> _Task list_
• a. Reproduce the passage of the forum thread on merging function prefixes and suffixes, starting at "(this also hopefully" and ending at "be not needed)".
• b. Extend the forum thread on merging function prefixes and suffixes, picking up right after its final sentence.

Then we see that generally we are about to do O((M1*...*Mn)^2) work 
where n - is number of functions, Mi - number of prefixes (= suffixes) 
we defined for each. The constant C in front of (M1...Mn)^2 here is not 
that big - it's comparing checksums & lengths but *sometimes* memcmp 
still keep in mind that the number of all functions is big.

So we have to get around this monstrous workload. At the moment I see 
the only way is doing this is use coarse grained prefixes and introduce 
some threshold on maximum number of prefixes we account for. That about 
defining above mentioned _all_ for prefixes.

Coarse grained means we do store partial checksums on a fixed block 
boundary (say every 16 or 32 bytes) if that aligns properly with 
instructions if not we just skip this prefix and move on.
(this also hopefully limits memory usage on partial sums array)

Another threshold is that we don't mess with partial sums for really BIG 
functions. (might be not needed)

I think there is some space for other heuristics to try out but they are 
mostly along the same lines.

P.S. Damn, I could have done a nice paper on that... too late :)

-- 
Dmitry Olshansky

Apr 08 2012

Andrei Alexandrescu <SeeWebsiteForEmail erdani.org> writes:

On 4/8/12 1:49 PM, Dmitry Olshansky wrote:
 P.S. Damn, I could have done a nice paper on that... too late :)

You may always do.

Andrei

Apr 08 2012

Dmitry Olshansky <dmitry.olsh gmail.com> writes:

On 08.04.2012 22:49, Dmitry Olshansky wrote:
 The refinement is merging prefixes and suffixes of course.

Items stored in a collection
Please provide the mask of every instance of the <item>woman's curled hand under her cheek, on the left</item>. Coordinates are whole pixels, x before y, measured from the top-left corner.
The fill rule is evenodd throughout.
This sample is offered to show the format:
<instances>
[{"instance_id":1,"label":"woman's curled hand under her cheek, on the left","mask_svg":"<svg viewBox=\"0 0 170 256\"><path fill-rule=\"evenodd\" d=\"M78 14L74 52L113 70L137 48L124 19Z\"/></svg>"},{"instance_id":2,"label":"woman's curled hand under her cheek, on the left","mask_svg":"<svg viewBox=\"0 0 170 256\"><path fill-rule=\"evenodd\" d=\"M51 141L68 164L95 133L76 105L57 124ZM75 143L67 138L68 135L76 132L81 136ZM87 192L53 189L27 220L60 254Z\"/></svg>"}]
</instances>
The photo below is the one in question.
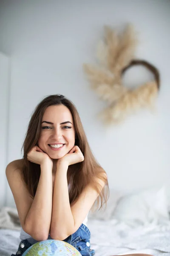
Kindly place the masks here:
<instances>
[{"instance_id":1,"label":"woman's curled hand under her cheek, on the left","mask_svg":"<svg viewBox=\"0 0 170 256\"><path fill-rule=\"evenodd\" d=\"M42 164L44 161L49 161L53 164L52 159L48 156L48 154L44 153L41 148L38 146L34 146L28 154L27 159L32 163Z\"/></svg>"}]
</instances>

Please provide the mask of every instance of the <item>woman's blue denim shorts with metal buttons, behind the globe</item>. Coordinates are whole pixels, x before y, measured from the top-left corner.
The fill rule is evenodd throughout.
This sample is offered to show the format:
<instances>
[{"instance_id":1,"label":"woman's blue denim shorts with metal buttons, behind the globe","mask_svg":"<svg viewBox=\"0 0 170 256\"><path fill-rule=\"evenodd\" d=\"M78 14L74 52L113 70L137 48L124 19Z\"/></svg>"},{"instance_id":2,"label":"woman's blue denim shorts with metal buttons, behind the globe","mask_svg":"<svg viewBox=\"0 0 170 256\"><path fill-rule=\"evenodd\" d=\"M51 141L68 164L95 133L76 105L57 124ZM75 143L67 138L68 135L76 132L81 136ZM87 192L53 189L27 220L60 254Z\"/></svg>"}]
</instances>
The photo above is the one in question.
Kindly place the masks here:
<instances>
[{"instance_id":1,"label":"woman's blue denim shorts with metal buttons, behind the globe","mask_svg":"<svg viewBox=\"0 0 170 256\"><path fill-rule=\"evenodd\" d=\"M82 256L93 256L95 250L90 249L90 237L90 230L82 224L74 234L68 236L64 241L74 246ZM31 245L29 239L22 240L17 253L11 254L11 256L22 256Z\"/></svg>"}]
</instances>

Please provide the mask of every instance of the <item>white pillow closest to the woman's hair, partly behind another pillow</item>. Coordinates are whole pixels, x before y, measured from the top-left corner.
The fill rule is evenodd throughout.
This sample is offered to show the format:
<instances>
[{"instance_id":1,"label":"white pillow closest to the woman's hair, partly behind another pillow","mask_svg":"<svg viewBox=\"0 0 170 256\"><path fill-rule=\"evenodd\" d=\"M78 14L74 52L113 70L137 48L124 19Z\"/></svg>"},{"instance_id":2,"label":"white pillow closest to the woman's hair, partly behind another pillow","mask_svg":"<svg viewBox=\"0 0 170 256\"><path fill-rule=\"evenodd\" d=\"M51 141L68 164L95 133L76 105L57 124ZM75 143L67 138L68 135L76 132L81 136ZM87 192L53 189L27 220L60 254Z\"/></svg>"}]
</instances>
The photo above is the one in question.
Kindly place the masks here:
<instances>
[{"instance_id":1,"label":"white pillow closest to the woman's hair, partly behind another pillow","mask_svg":"<svg viewBox=\"0 0 170 256\"><path fill-rule=\"evenodd\" d=\"M112 214L117 206L117 202L121 198L122 193L118 192L114 189L110 189L110 195L107 202L107 206L105 205L100 209L96 209L97 202L94 204L94 209L96 209L93 212L93 209L89 212L88 218L89 219L98 219L98 220L110 220L112 217Z\"/></svg>"}]
</instances>

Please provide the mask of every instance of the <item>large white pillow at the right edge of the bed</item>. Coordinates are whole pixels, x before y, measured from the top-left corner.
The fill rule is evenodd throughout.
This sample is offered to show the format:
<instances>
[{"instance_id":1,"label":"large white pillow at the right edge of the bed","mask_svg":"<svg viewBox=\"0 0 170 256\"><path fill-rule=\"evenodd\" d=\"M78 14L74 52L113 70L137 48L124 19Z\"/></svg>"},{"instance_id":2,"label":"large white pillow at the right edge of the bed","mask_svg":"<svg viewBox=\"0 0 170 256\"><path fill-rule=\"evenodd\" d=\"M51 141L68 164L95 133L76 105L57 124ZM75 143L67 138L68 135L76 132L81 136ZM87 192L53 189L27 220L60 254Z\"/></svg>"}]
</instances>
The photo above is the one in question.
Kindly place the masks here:
<instances>
[{"instance_id":1,"label":"large white pillow at the right edge of the bed","mask_svg":"<svg viewBox=\"0 0 170 256\"><path fill-rule=\"evenodd\" d=\"M120 199L113 218L124 221L133 227L169 220L164 186L159 190L144 190L137 194L124 196Z\"/></svg>"}]
</instances>

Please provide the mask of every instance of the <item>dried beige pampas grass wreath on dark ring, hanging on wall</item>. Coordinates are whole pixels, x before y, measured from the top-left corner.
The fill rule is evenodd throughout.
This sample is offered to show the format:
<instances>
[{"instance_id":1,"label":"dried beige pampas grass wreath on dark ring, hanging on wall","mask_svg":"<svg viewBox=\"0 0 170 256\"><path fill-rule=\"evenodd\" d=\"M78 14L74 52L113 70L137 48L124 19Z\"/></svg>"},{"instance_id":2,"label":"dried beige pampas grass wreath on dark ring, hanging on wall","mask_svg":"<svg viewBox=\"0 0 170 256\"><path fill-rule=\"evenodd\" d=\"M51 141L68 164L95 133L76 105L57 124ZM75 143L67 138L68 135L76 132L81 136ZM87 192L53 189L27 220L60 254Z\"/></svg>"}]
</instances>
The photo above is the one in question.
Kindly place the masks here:
<instances>
[{"instance_id":1,"label":"dried beige pampas grass wreath on dark ring, hanging on wall","mask_svg":"<svg viewBox=\"0 0 170 256\"><path fill-rule=\"evenodd\" d=\"M108 107L99 114L106 124L119 123L128 114L152 108L155 103L160 87L159 71L147 61L134 59L136 44L133 26L128 25L122 35L105 27L105 42L99 44L97 54L100 66L83 65L91 87L100 99L108 102ZM122 75L134 65L149 69L154 80L135 89L123 86Z\"/></svg>"}]
</instances>

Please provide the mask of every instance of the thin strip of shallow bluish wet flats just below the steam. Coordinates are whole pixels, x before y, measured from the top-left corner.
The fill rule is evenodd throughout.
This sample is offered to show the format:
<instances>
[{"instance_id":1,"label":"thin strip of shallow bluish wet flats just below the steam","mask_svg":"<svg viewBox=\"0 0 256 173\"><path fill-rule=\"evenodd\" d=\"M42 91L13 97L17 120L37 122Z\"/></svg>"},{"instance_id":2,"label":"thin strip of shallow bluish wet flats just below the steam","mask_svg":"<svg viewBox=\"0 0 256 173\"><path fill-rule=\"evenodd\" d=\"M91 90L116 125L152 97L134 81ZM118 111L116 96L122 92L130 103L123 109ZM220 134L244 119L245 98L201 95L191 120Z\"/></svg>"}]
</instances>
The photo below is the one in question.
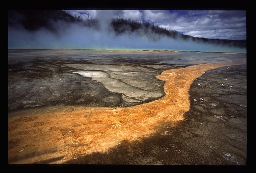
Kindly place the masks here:
<instances>
[{"instance_id":1,"label":"thin strip of shallow bluish wet flats just below the steam","mask_svg":"<svg viewBox=\"0 0 256 173\"><path fill-rule=\"evenodd\" d=\"M29 53L9 53L8 64L17 62L33 61L87 61L87 60L108 60L108 61L134 61L151 64L180 64L195 65L201 63L220 63L221 61L243 61L246 64L246 54L234 53L212 53L212 52L169 52L169 51L52 51Z\"/></svg>"}]
</instances>

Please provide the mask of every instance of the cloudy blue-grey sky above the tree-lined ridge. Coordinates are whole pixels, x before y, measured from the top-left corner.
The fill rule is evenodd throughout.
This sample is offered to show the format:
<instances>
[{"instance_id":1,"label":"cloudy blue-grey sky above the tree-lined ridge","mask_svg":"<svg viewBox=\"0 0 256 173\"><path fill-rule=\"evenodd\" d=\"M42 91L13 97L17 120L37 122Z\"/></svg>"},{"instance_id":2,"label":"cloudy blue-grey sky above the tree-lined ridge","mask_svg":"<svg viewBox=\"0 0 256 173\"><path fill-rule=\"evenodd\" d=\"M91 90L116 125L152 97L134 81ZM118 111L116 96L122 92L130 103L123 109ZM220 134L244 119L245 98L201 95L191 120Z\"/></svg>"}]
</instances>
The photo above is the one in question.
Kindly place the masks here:
<instances>
[{"instance_id":1,"label":"cloudy blue-grey sky above the tree-lined ridge","mask_svg":"<svg viewBox=\"0 0 256 173\"><path fill-rule=\"evenodd\" d=\"M245 11L68 10L108 22L112 18L147 21L186 35L211 39L246 39Z\"/></svg>"}]
</instances>

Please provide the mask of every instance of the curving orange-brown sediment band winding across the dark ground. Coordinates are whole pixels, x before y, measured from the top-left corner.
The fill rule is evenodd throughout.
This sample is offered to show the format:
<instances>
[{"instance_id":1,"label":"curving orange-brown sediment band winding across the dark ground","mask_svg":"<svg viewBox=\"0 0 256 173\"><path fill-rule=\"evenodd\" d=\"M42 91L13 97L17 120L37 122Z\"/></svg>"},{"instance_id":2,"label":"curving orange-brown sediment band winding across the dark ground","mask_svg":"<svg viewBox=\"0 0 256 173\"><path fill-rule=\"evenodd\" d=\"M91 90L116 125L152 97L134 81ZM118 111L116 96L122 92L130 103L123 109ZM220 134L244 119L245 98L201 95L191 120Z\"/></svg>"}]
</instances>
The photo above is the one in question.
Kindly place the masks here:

> _Replies_
• a.
(this also hopefully limits memory usage on partial sums array)

Another threshold is that we don't mess with partial sums for really BIG 
functions. (might be not needed)

• b.
 And for that one needs to calculate hashes for all of prefixes and all
 of suffixes. I will define _all_ later on.

 First observation is that if you calculated partial checksums for
 prefixes you have sums for all suffixes and vise-versa.
 Namely:
 //prefix ends on i, suffix start on i
 sum_prefix[i] = total - sum_suffix[i];

 that is derived from the fact that:
 total = sum_prefix[i] + sum_suffix[i];
 (taking into account the properties of +/- in the finite field)

Mm btw there is one step from here to use it on arbitrary common slices 
(i, j) where i < j:
slice_sum(i, j) = sum_prefix[j] - sum_prefix[i]

P.S. (Goes for walk citing a dynamic programming maxim)

-- 
Dmitry Olshansky

Apr 08 2012

"Daniel Murphy" <yebblies nospamgmail.com> writes:

"Dmitry Olshansky" <dmitry.olsh gmail.com> wrote in message 
news:jlsmka$22ce$1 digitalmars.com...
 The refinement is merging prefixes and suffixes of course.
 And for that one needs to calculate hashes for all of prefixes and all of 
 suffixes. I will define _all_ later on.

I think you'll find that this is better done in the compiler instead of the 
linker.  Merging prefixes is problematic because at some point you will need 
to work out which tail to execute, so you'll always need to modify the 
generated code.

Merging suffixes is easier, you can merge all returning blocks with 
identical code, and then merge all blocks that always jump to the same 
blocks, etc.
This will need to happen after code generation if you want to merge int/uint 
code, which would be difficult in dmd's back end.

Merging functions with identical bodies is of course much easier, and can be 
done in the linker without needing to modify any code (just the 
relocations).

Apr 08 2012

Dmitry Olshansky <dmitry.olsh gmail.com> writes:

On 09.04.2012 5:11, Daniel Murphy wrote:
 "Dmitry Olshansky"<dmitry.olsh gmail.com>  wrote in message
 news:jlsmka$22ce$1 digitalmars.com...
 The refinement is merging prefixes and suffixes of course.
 And for that one needs to calculate hashes for all of prefixes and all of
 suffixes. I will define _all_ later on.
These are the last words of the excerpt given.